┌──

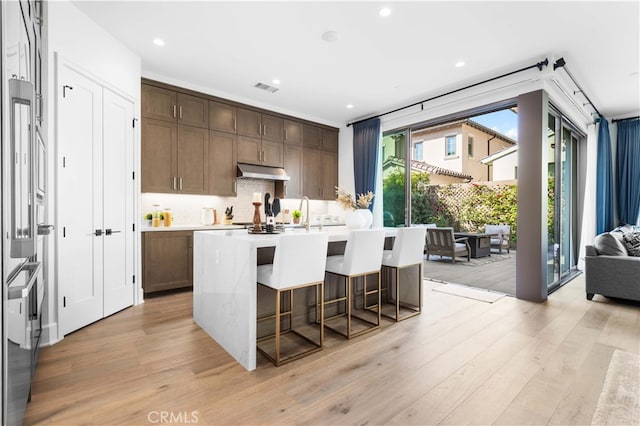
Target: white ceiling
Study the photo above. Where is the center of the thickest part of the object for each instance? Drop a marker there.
(377, 64)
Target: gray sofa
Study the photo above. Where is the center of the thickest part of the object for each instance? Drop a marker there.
(610, 270)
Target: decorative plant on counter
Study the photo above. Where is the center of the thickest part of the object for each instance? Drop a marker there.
(296, 215)
(346, 200)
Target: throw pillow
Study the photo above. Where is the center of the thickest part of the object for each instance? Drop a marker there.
(610, 245)
(632, 243)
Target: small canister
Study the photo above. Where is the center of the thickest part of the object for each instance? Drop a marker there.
(168, 217)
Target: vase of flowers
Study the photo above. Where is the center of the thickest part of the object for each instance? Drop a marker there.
(360, 217)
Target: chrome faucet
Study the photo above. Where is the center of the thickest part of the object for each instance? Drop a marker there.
(306, 218)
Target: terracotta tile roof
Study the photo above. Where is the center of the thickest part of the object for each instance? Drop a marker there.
(421, 166)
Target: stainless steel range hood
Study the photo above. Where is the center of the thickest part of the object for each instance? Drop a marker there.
(252, 171)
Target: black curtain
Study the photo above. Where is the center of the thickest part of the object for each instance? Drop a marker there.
(366, 136)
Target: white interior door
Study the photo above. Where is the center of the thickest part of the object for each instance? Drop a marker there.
(118, 197)
(79, 205)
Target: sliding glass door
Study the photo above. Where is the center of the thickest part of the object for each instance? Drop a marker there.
(562, 146)
(394, 161)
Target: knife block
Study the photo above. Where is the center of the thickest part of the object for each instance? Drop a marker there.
(256, 216)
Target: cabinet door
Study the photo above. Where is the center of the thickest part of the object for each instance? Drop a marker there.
(330, 140)
(249, 150)
(193, 160)
(249, 123)
(158, 103)
(167, 260)
(222, 163)
(159, 150)
(222, 117)
(329, 175)
(311, 136)
(292, 132)
(193, 111)
(293, 166)
(272, 153)
(312, 169)
(272, 128)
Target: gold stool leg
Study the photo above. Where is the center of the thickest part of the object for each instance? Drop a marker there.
(277, 327)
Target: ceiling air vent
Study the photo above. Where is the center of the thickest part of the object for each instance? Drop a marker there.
(266, 87)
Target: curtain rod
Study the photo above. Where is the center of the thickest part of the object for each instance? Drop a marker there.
(625, 119)
(539, 65)
(560, 63)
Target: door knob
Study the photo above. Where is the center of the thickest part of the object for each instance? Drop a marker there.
(45, 229)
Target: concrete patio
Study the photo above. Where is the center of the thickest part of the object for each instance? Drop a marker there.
(496, 272)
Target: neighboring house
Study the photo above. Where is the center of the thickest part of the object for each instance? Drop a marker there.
(437, 175)
(459, 146)
(503, 165)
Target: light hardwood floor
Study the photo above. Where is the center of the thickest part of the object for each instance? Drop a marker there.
(461, 362)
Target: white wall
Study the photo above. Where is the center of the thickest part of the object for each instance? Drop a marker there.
(76, 38)
(504, 168)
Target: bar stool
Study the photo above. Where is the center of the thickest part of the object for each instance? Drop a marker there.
(408, 248)
(298, 263)
(362, 257)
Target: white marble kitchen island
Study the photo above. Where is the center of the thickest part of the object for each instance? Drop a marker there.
(225, 289)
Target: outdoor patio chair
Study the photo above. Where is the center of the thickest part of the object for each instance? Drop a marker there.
(441, 241)
(500, 239)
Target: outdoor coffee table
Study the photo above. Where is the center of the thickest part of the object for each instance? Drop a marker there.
(479, 243)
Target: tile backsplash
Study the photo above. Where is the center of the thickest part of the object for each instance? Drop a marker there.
(187, 209)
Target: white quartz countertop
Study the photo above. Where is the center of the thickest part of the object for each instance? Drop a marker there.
(191, 228)
(336, 233)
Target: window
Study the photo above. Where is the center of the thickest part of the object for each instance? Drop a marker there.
(450, 145)
(417, 155)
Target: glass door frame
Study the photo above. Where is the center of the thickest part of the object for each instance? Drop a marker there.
(568, 137)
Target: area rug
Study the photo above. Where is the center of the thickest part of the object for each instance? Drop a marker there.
(495, 257)
(619, 402)
(469, 292)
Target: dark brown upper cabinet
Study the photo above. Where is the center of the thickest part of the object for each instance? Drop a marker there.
(330, 140)
(258, 125)
(167, 105)
(223, 117)
(311, 136)
(292, 132)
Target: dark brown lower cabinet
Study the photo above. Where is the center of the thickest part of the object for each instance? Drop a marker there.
(167, 260)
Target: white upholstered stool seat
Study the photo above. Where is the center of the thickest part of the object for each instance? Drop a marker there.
(362, 257)
(407, 252)
(298, 265)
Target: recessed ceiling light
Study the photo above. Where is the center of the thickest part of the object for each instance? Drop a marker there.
(330, 36)
(385, 11)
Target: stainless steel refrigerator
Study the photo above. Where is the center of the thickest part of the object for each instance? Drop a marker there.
(23, 200)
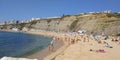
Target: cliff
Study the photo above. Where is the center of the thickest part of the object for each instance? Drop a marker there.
(96, 22)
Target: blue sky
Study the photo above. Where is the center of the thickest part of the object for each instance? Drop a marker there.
(27, 9)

└──

- What you have to do -
Pictures aside, give the data again exactly as it appears.

- Written solution -
Target: white ceiling
Study the photo above. Where is the center of the thickest part of the object for each instance? Drop a marker there.
(377, 64)
Target: gray sofa
Study the photo above. Where is the center of the thickest part of the object for each instance? Drop a marker there.
(610, 270)
Target: decorative plant on counter
Study the photo above. Where is the center of the thickest part of the object for each instance? Drop a marker there.
(296, 215)
(346, 200)
Target: throw pillow
Study the photo above. Where is the center of the thickest part of the object for each instance? Drop a marker there.
(610, 245)
(632, 243)
Target: small canister
Study the photo above. Where is the center of the thickest part of the object for each instance? Drop a marker there.
(168, 217)
Target: vase of flowers
Study the photo above. Where is the center of the thickest part of the object for each instance? Drop a marker there.
(360, 217)
Target: chrome faucet
Study the photo above. Where is the center of the thickest part of the object for each instance? Drop a marker there.
(306, 218)
Target: terracotta tile roof
Study the photo above. Where is the center of the thickest part of the object for each instance? Drop a marker there.
(421, 166)
Target: stainless steel range hood
Study the photo above. Where is the center of the thickest part of the object for each instance? Drop a marker there.
(252, 171)
Target: black curtain
Study the photo above. Where is the center of the thickest part of the object for each instance? Drop a marker there.
(366, 136)
Target: white interior door
Study the photo above. Where is the center of the thickest part of the object for each instance? Drop a marker there.
(118, 197)
(79, 205)
Target: sliding glass door
Study the photo above. Where is the center of the thickest part of the object for each instance? Drop a marker there.
(562, 146)
(394, 161)
Target: knife block
Study the photo above. Where is the center of the thickest part of the object for each instance? Drop a marker there.
(256, 216)
Target: cabinet door
Study the photo above. Where is the center of the thickest part of the object for each instance? Drop a marker there.
(330, 140)
(249, 150)
(193, 160)
(249, 123)
(158, 103)
(167, 260)
(222, 163)
(159, 150)
(222, 117)
(329, 175)
(311, 136)
(292, 132)
(193, 111)
(293, 166)
(272, 153)
(312, 169)
(272, 128)
Target: gold stool leg
Study the photo above. Where is the center of the thickest part of the object for each instance? Drop a marker there.
(277, 327)
Target: ceiling air vent
Study the photo above. Where is the center of the thickest part of the object for each instance? Drop a marker there.
(266, 87)
Target: curtain rod
Study the photo above. Where is the center of the thickest part of the object for each instance? Drop a marker there.
(625, 119)
(539, 65)
(560, 63)
Target: door knob
Study the photo above. Where is the center of the thickest part of the object for each instance? Drop a marker there.
(45, 229)
Target: concrete patio
Study the photo above. Where is the center of the thickest part of the object for each instance? Drop a marker there.
(496, 272)
Target: neighboring house
Study the photo above. Where is the center of the thickest part of the object for each instance? Drop a marker there.
(437, 175)
(459, 146)
(503, 165)
Target: light hardwood floor
Study the photo above. Where is the center of the thickest part of the object for each instance? Drop a marker there.
(461, 362)
Target: white wall
Study the photo above. Where is the center of the thickest part of the object for each instance? Drop a marker there.
(76, 38)
(504, 168)
Target: bar stool
Study the photo above. Where is the center of the thickest part of the object for each instance? Drop a marker there.
(408, 248)
(298, 263)
(362, 257)
Target: white marble kitchen island
Study the photo above. Where is the center of the thickest part of the object for each instance? Drop a marker there.
(225, 289)
Target: outdoor patio chair
Study the photo above. Where is the center of the thickest part of the object for each instance? Drop a marker there.
(441, 241)
(500, 239)
Target: outdoor coffee table
Study the photo above. Where is the center of the thickest part of the object for each instance? Drop a marker there.
(479, 243)
Target: tile backsplash
Study the photo above. Where is the center of the thickest part of the object for each instance? Drop a marker there.
(187, 209)
Target: white quartz countertop
Study the photo above. Where is the center of the thickest part of the object for each instance? Drop a marker there.
(191, 228)
(336, 233)
Target: window
Study the photo above. Where is the center of the thickest part of the object for each instance? Drop a marker there.
(450, 145)
(417, 155)
Target: glass door frame
Study the photo above. Where is the center of the thickest part of the object for each instance? Drop a marker there.
(568, 137)
Target: area rug
Study the photo above. Where is the center of the thickest part of the object for each instance? Drop a marker there.
(495, 257)
(619, 402)
(469, 292)
Target: dark brown upper cabinet
Study the photo above. Where is the center of the thickest part of the object for each instance? Drop a marker there.
(330, 140)
(258, 125)
(167, 105)
(223, 117)
(311, 136)
(292, 132)
Target: dark brown lower cabinet
Study the photo above. Where is the center of the thickest part of the object for each instance? Drop a marker there.
(167, 260)
Target: white upholstered stool seat
Study the photo above. Where is the center of the thickest part of the object for each instance? Drop a marker there.
(362, 257)
(407, 252)
(298, 265)
Target: recessed ceiling light
Study the photo above. Where is the center of the thickest part of the object for each instance? Drop a marker there.
(330, 36)
(385, 11)
Target: stainless steel refrigerator
Study the photo above. Where is the center of the thickest part of the object for each instance? Drop a marker there.
(23, 200)
Target: cliff
Study the photo above. Where is the center of the thickest part of the object for each instance? Drop a marker there.
(96, 22)
Target: blue sky
Study the photo above. Where is the center of the thickest part of the object for each instance? Drop a marker there.
(27, 9)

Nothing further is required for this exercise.